Saved entries
□ □ □ □ □ □ □

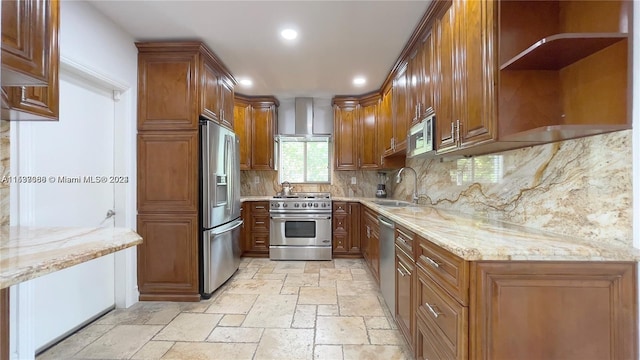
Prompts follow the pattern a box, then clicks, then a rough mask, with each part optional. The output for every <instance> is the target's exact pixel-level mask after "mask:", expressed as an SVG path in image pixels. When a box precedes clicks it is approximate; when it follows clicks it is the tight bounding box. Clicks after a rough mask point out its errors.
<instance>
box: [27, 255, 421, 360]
mask: <svg viewBox="0 0 640 360" xmlns="http://www.w3.org/2000/svg"><path fill="white" fill-rule="evenodd" d="M411 358H413V356H412V355H411V354H410V352H409V349H408V347H407V345H406V343H405V341H404V338H403V337H402V335H401V334H400V332H399V330H397V327H396V325H395V323H394V322H393V319H392V318H391V314H390V312H389V309H388V308H387V306H386V304H385V302H384V299H383V298H382V295H381V294H380V292H379V290H378V286H377V285H376V283H375V282H374V279H373V277H372V275H371V274H370V273H369V270H368V269H367V268H366V266H365V264H364V262H363V260H361V259H334V260H332V261H270V260H269V259H251V258H243V259H242V262H241V265H240V269H239V270H238V271H237V272H236V274H235V275H234V276H233V277H232V278H231V279H230V280H229V281H228V282H227V283H226V284H225V285H223V286H222V287H221V288H220V289H218V291H216V292H215V293H214V295H213V297H212V298H211V299H209V300H206V301H201V302H199V303H170V302H139V303H137V304H135V305H134V306H132V307H130V308H129V309H116V310H113V311H111V312H109V313H108V314H106V315H104V316H102V317H101V318H99V319H98V320H96V321H95V322H93V323H91V324H90V325H88V326H86V327H85V328H83V329H81V330H79V331H78V332H76V333H75V334H73V335H72V336H70V337H68V338H66V339H65V340H63V341H61V342H60V343H58V344H56V345H55V346H53V347H51V348H50V349H48V350H47V351H45V352H44V353H42V354H41V355H39V356H38V357H37V360H48V359H56V360H57V359H180V360H187V359H224V360H231V359H255V360H259V359H330V360H340V359H344V360H350V359H384V360H390V359H411Z"/></svg>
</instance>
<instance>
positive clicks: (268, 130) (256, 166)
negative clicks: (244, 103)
mask: <svg viewBox="0 0 640 360" xmlns="http://www.w3.org/2000/svg"><path fill="white" fill-rule="evenodd" d="M252 118H253V120H252V124H251V125H252V128H251V136H252V141H251V168H252V169H253V170H273V169H274V161H273V142H274V138H273V137H274V135H275V124H276V123H275V121H276V109H275V105H272V104H259V105H257V106H254V107H253V110H252Z"/></svg>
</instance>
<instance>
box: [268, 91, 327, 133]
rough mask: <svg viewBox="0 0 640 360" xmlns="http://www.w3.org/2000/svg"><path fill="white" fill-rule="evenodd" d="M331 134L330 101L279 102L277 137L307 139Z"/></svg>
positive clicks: (296, 100) (306, 100) (297, 99)
mask: <svg viewBox="0 0 640 360" xmlns="http://www.w3.org/2000/svg"><path fill="white" fill-rule="evenodd" d="M332 133H333V108H332V107H331V100H329V99H313V98H310V97H300V98H295V99H291V100H288V101H286V100H285V101H281V102H280V107H279V108H278V135H285V136H305V137H309V136H320V135H325V136H326V135H331V134H332Z"/></svg>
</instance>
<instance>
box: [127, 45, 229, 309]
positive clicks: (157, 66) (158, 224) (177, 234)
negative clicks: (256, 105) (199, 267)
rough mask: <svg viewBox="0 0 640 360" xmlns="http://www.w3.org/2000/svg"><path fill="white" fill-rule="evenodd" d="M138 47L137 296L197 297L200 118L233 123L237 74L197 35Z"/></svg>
mask: <svg viewBox="0 0 640 360" xmlns="http://www.w3.org/2000/svg"><path fill="white" fill-rule="evenodd" d="M136 46H137V47H138V52H139V55H138V199H137V203H138V204H137V205H138V232H139V233H140V235H142V237H143V239H144V242H143V244H141V245H139V246H138V288H139V290H140V300H161V301H198V300H200V289H199V283H200V281H199V278H200V274H199V255H198V248H199V240H198V239H199V234H200V228H201V226H200V219H199V217H198V212H199V211H198V210H199V199H200V189H199V185H198V184H199V177H200V174H199V157H200V151H199V132H198V129H199V119H200V117H201V116H202V117H206V118H208V119H210V120H213V121H216V122H218V123H220V124H221V125H222V126H227V127H230V126H232V124H233V107H231V108H230V110H229V105H228V104H229V103H228V101H229V100H228V99H229V97H231V99H232V98H233V85H234V83H235V81H234V79H233V77H232V75H231V74H230V73H229V71H228V70H227V69H226V68H225V66H224V65H223V64H222V62H220V61H219V60H218V59H217V58H216V57H215V55H214V54H213V53H212V52H211V51H209V50H208V49H207V48H206V47H204V45H203V44H201V43H199V42H160V43H148V42H144V43H136Z"/></svg>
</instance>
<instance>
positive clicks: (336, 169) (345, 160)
mask: <svg viewBox="0 0 640 360" xmlns="http://www.w3.org/2000/svg"><path fill="white" fill-rule="evenodd" d="M358 126H359V121H358V104H357V102H355V101H350V102H342V103H335V104H334V125H333V129H334V141H335V161H334V163H335V169H336V170H357V169H358V165H359V164H358V162H359V159H358V154H359V150H358V147H359V146H360V145H359V144H358Z"/></svg>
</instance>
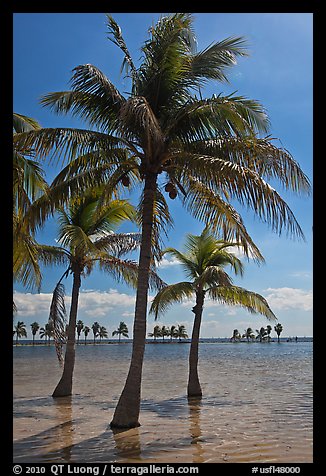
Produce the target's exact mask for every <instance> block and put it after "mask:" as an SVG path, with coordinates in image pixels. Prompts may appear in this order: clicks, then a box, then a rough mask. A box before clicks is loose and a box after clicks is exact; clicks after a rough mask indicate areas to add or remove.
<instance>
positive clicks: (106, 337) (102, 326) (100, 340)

□ □ □ □ □ □ □

List each line of the material above that contains the word "positive", copying every such line in full.

positive clicks: (268, 130) (256, 166)
positive clicks: (296, 100) (306, 100) (297, 99)
positive clicks: (157, 66) (158, 224) (177, 234)
positive clicks: (336, 169) (345, 160)
positive clicks: (106, 337) (102, 326) (100, 340)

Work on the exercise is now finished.